◆ Given task ◆
Rewrite the lines between the line holding "Place one point on every instance of the clear" and the line holding "Target: clear sky", inclusive, with "clear sky" changed to "open sky" and everything else unchanged.

◆ Data provided ◆
---------------

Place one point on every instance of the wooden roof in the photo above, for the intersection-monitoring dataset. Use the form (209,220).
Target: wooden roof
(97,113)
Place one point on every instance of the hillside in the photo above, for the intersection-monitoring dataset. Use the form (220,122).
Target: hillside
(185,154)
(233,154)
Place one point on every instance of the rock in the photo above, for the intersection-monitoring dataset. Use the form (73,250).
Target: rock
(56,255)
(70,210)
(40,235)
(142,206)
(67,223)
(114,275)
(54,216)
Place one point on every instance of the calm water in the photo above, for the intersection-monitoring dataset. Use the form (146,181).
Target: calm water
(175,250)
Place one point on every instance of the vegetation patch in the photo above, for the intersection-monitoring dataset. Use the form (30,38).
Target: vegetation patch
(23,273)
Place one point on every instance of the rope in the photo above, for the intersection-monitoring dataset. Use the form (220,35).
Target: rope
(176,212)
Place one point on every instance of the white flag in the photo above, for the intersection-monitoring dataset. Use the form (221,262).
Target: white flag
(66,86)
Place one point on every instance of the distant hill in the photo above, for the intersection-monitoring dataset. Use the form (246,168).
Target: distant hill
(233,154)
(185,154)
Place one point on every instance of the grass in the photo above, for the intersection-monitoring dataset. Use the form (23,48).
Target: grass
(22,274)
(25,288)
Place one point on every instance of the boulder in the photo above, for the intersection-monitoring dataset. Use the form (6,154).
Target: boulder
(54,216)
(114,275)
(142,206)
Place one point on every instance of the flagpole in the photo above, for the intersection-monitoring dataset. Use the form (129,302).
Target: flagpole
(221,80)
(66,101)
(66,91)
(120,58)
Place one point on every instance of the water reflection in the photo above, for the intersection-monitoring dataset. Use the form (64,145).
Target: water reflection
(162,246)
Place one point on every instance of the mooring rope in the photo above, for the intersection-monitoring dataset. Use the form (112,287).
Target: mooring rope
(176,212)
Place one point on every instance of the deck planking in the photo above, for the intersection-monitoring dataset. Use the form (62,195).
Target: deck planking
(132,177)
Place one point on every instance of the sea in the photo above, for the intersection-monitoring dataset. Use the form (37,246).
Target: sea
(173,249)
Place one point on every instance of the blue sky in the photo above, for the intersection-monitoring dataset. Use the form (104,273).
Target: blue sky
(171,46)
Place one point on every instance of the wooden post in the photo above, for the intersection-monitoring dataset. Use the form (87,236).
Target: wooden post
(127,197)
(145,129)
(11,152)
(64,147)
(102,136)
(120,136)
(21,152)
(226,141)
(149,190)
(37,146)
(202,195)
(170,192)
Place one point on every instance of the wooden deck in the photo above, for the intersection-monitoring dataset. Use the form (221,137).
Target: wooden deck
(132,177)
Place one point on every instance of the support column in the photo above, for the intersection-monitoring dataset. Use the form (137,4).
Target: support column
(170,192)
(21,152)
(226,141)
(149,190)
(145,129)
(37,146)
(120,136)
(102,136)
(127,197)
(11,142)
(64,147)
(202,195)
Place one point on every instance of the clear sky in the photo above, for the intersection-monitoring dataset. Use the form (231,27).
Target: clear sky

---------------

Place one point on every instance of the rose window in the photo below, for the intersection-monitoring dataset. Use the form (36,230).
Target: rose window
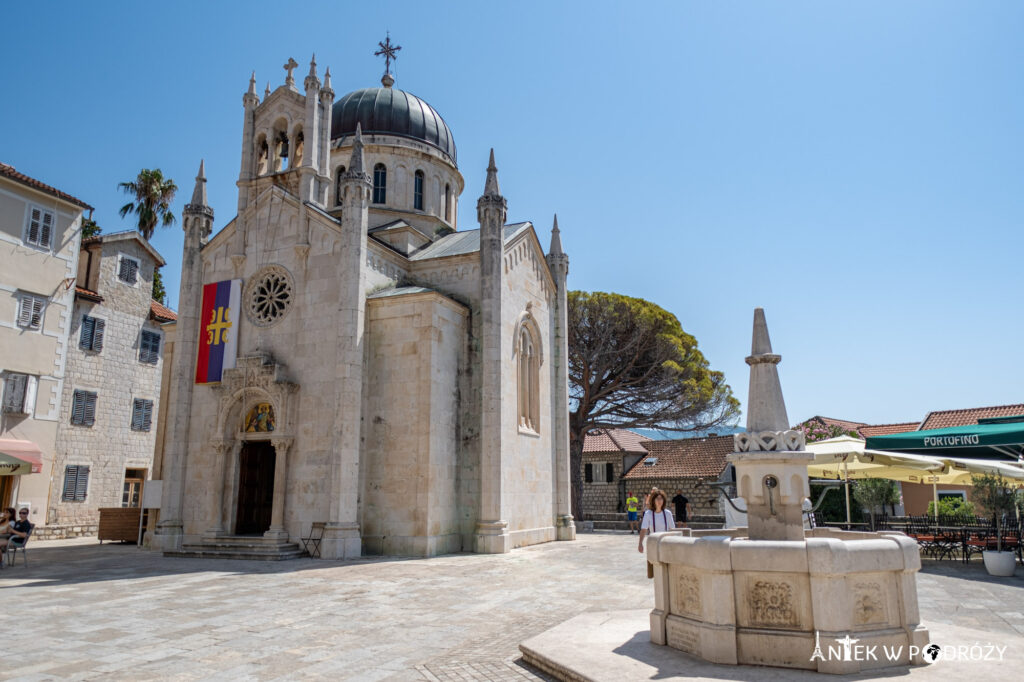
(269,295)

---------------

◆ Solution to the problem ◆
Place one point on every instance of the open sky in the photo above, for the intersection-monitoring dataset. Use the form (231,27).
Target: open sky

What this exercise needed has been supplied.